According to the notes below on data preservation and management, by how much can Ocarina further compress data that is already compressed?
----- TEXT SEGMENT -----
Data preservation – the “infamous problem of bit-rot” – make sure that data stays the same. Experiments with extended file attributes, and being able to restore in the background.
Metadata techniquest – How, what, when, why of data. The key is getting users to fill it out. How do we help the users make this easy? Should be part of the workflow as you go. Investigating as part of job scheduling.

Dell is acquiring pieces – Ocarina (data compression), Equallogic (data tiering), Exanet (scalable file system). Ocarina can actually compress even compressed data another 20%.

Dell prototyping/testing on data access/search methods and extended file attributes for metadata and data checksums for fighting bit-rot. The idea is putting the metadata with the data.

    Imtiaz Khan, IBM

Aspects of Lifecycle Management
– Utilization of research
– Data Management
– Storage Management

Current Challenges – Research & Publishing
– Volume, velocity, and variety – e.g. real-time analysis is about heavy volume.
– Discrete rights management – at very granular levels.
– Metadata management
– Resuability/Transformation
– Analytics
– Long term preservation.

Content analytics and insight – Watson is a great example. Taking text and using natural language processing to extract meaning and leverage that meaning for other applications.

Smart Archive Strategy – content passes through a rule-based content assessment stage before deciding where to put the content (on prem, cloud, etc).

IBM has a Long Term Digital Preservation system.

    Q&A

Oracle working on strategies for infrastructure, database, platform, and software as services in clouds.

A question is raised about intellectual property rights – e.g. proprietary compression schemes impeding scientific progress. Long term preservation and access is an important consideration.

Curt asks about middleware that can manage workflow that ease the metadata burden. Oracle does that in their enterprise content management offerings. Dell is considering enabling users to add metadata in the existing workflow, e.g in job submission or file opening.

A question is asked about PASIG and whether the other vendors have community groups working with higher ed. Dell is working with Cambridge and University of Texas on some of these issues and invites others to participate, but it’s not a formal group. IBM has various community groups (non-specified). Ray notes that PASIG is about the community, not marketing.

Are there areas beyond preservation where the vendors are working? Dell has worked with bioinformatics data, making it available. Another example is aircraft data that has to be kept available for the life of the aircraft, and we’re still flying planes from the 1940s. Finding the data is not everything – we have to be able to visualize and mine the data wrapped up with the data – it’s all one. IBM’s Smart Archive strategy is not just about preservation, but also compliance and discovery (from the legal perspective is a common use case).

Unstructured data represents about 80% of the data, and growing geometrically. RFID data is a great example of data that need to be captured and extracted. Data access patterns are random and iops-driven, not sequential.

Serge asks about pricing models for long-term pricing storage. Oracle has an ability to charge for unlimited capacity, charging by cores on the servers. Dell honestly admits they don’t have a good answer – what should be charged for that accommodates moving data across generations of technology? IBM’s pricing strategy is based on storage size. Jeffrey notes that the model has to accommodate how many copies are saved and how often they’re checked for integrity.
----- RECORDED DATA -----
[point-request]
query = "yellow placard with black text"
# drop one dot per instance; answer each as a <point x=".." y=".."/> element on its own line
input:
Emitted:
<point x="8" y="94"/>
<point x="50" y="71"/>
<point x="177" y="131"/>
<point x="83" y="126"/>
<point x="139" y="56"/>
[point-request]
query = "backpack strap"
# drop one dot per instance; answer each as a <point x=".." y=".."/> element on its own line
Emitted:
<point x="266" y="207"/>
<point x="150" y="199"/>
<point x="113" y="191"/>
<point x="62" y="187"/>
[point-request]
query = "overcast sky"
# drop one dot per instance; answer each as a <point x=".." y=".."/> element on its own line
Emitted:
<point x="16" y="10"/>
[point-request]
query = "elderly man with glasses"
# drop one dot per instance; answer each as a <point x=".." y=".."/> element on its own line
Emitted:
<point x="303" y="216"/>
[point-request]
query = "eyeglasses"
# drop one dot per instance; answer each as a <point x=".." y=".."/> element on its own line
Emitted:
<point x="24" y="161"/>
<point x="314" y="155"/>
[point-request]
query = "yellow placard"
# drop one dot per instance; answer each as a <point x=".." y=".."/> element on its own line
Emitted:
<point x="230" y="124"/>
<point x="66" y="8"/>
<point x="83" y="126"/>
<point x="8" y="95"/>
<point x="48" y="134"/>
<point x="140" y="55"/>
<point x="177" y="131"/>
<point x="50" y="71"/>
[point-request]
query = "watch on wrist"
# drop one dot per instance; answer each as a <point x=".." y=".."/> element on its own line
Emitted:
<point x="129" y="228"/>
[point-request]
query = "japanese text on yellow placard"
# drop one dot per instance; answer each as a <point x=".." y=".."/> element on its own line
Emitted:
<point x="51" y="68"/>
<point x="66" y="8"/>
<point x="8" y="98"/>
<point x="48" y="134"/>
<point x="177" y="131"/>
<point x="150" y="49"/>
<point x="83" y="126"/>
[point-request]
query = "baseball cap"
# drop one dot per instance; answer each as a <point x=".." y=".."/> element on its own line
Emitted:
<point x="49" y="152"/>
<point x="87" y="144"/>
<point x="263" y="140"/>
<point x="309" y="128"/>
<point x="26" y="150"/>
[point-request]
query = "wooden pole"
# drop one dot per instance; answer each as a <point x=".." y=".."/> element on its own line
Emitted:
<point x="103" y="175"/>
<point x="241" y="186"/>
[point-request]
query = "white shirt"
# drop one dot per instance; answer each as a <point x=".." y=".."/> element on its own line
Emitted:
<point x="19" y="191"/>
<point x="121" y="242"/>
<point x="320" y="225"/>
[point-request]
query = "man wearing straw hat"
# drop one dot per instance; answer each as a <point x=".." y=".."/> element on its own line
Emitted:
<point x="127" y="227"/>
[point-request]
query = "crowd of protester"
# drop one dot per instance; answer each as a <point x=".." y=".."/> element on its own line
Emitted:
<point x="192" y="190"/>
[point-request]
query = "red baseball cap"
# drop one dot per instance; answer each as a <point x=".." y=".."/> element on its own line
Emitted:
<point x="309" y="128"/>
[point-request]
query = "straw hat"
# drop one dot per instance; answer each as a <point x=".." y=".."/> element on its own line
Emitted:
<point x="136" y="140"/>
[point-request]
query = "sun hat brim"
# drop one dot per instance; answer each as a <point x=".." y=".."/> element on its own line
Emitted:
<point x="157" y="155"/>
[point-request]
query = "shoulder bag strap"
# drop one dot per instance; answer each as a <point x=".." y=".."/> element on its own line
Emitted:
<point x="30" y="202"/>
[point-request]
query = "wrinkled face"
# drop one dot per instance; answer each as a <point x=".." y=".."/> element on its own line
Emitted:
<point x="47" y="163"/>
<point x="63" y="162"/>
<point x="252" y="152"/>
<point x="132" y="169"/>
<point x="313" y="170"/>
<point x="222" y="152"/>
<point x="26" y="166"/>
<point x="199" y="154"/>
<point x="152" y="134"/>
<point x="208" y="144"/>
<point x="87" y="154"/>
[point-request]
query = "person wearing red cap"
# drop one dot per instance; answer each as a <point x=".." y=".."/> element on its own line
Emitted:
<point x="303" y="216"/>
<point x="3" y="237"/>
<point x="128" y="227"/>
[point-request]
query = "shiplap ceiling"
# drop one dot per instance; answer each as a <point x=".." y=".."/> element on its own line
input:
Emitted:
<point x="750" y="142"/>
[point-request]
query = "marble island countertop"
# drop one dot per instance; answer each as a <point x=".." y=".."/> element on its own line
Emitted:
-----
### OUTPUT FOR THIS TASK
Another 20%.